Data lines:
******************************

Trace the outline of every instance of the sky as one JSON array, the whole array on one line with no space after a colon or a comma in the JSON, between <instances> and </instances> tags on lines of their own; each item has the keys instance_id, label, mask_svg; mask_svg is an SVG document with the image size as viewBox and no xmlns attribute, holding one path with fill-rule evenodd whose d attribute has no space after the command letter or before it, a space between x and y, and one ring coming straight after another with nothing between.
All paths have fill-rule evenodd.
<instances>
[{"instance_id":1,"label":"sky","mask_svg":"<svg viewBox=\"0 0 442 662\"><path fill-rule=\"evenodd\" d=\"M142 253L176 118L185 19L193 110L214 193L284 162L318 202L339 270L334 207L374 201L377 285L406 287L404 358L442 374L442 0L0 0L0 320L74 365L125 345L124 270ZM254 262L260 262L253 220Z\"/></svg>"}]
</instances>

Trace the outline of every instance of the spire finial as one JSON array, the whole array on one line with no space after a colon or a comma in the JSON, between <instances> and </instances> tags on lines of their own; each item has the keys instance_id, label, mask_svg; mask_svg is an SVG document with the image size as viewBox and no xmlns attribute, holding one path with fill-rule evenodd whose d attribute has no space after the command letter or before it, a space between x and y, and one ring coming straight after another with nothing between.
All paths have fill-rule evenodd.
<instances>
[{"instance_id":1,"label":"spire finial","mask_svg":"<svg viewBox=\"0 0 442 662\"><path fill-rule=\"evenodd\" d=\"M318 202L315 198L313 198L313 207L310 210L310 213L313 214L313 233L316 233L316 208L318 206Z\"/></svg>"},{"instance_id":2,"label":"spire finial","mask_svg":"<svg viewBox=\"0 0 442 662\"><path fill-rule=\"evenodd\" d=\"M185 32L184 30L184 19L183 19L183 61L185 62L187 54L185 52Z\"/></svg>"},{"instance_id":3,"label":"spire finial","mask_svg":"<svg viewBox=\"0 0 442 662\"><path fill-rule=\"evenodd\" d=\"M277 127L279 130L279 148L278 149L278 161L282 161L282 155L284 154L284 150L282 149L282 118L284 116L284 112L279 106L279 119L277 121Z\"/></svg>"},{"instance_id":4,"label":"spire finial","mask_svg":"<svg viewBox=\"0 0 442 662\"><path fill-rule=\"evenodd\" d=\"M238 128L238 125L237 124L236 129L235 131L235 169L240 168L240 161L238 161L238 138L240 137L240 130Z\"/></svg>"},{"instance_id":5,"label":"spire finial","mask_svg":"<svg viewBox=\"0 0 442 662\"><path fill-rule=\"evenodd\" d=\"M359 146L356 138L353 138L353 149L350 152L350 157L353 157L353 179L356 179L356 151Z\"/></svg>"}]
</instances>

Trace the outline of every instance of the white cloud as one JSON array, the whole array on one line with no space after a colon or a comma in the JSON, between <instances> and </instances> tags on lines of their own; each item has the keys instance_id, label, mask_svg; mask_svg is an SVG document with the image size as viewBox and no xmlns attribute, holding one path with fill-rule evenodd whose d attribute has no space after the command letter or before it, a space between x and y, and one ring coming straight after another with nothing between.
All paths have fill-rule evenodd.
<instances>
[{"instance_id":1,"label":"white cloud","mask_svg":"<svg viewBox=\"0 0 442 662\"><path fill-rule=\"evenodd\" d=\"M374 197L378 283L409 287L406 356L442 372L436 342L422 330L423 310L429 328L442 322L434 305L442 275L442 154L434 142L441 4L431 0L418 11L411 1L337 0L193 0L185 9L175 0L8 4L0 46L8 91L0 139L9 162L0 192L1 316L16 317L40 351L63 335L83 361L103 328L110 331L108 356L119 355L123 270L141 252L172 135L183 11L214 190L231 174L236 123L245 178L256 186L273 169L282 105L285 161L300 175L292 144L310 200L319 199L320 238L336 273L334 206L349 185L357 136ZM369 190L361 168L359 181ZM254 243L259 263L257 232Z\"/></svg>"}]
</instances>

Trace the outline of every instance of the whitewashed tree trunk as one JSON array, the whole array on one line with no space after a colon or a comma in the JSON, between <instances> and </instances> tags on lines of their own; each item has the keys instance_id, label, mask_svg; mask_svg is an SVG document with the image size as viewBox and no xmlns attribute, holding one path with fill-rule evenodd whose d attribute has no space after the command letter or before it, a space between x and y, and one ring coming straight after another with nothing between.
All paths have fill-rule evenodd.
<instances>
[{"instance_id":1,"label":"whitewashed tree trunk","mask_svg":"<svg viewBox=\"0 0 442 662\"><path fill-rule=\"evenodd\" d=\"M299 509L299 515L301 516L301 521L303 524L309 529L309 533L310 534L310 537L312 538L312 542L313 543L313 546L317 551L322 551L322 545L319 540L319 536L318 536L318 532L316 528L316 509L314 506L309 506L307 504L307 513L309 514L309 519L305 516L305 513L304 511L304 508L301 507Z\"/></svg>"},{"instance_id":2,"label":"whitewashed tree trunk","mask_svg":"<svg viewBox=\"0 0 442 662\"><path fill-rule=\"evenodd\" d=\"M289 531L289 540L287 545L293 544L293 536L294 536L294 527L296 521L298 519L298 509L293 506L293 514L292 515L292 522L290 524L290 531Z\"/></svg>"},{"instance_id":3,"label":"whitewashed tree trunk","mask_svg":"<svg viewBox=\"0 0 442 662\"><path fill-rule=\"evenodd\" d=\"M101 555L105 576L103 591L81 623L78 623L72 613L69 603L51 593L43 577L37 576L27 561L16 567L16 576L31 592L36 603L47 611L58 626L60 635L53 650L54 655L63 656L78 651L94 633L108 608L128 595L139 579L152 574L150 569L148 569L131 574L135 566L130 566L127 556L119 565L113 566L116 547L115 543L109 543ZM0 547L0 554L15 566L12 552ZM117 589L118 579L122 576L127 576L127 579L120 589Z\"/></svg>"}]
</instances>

******************************

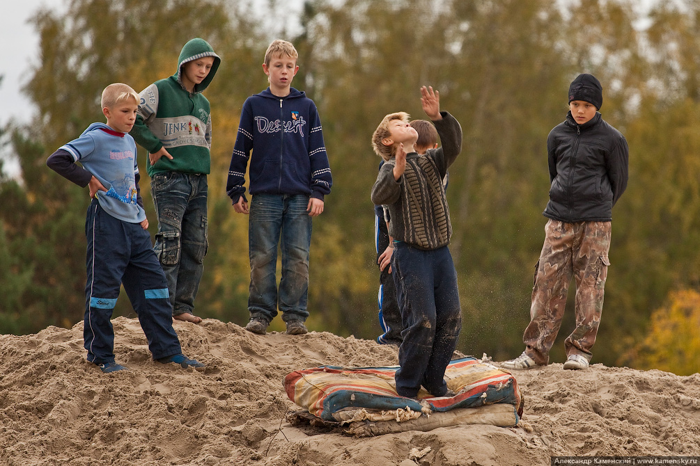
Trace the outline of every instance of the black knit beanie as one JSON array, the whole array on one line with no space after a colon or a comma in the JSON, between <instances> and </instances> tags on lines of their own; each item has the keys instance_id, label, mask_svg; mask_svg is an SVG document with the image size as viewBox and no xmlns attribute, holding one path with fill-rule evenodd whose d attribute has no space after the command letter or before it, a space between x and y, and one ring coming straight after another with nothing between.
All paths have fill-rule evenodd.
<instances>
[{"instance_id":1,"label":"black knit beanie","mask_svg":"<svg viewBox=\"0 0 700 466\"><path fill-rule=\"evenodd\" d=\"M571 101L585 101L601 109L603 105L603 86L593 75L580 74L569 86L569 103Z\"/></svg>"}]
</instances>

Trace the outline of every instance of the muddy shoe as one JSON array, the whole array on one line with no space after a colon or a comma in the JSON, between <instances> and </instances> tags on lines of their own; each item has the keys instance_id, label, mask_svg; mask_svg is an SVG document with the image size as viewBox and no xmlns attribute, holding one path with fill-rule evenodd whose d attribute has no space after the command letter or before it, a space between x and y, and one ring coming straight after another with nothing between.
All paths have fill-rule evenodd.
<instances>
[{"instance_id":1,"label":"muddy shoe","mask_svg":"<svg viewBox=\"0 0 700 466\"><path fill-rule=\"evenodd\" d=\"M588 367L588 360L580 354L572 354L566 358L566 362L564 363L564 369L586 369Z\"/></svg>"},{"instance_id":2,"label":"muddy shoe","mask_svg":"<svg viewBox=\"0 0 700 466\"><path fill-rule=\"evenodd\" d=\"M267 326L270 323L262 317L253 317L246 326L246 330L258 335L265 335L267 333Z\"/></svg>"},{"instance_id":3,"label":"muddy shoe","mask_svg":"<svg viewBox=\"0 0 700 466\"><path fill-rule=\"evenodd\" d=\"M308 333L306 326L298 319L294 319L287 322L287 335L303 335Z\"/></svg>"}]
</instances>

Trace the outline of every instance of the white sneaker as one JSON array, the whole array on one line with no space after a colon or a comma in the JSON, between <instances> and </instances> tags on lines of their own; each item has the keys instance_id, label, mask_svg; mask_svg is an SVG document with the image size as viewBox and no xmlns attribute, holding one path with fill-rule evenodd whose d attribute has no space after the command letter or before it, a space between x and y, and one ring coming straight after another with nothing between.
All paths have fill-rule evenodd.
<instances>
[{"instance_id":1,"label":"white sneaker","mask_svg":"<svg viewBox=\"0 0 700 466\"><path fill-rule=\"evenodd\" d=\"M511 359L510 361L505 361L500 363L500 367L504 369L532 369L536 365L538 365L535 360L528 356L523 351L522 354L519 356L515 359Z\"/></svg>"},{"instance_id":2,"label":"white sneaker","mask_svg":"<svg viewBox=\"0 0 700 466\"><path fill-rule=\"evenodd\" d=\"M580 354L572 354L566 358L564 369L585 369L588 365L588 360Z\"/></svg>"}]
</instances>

******************************

- _JOB_
Pick out every line of the data above that contains the string "beanie". Matching is case-sensitive.

- _TASK OUTPUT_
Trace the outline of every instance of the black knit beanie as one JSON array, the whole array on one line with no space after a colon or a comma in the JSON, between <instances> and </instances> tags on lines of their own; each item has the keys instance_id, label, mask_svg; mask_svg is an SVG document with the image size as viewBox and no xmlns attribute, holding one path with fill-rule evenodd whose d attribute has no space after the command letter or before it, a space between x and y, and one ring coming straight after another with nothing between.
[{"instance_id":1,"label":"black knit beanie","mask_svg":"<svg viewBox=\"0 0 700 466\"><path fill-rule=\"evenodd\" d=\"M571 101L585 101L601 109L603 105L603 86L593 75L580 74L569 86L569 103Z\"/></svg>"}]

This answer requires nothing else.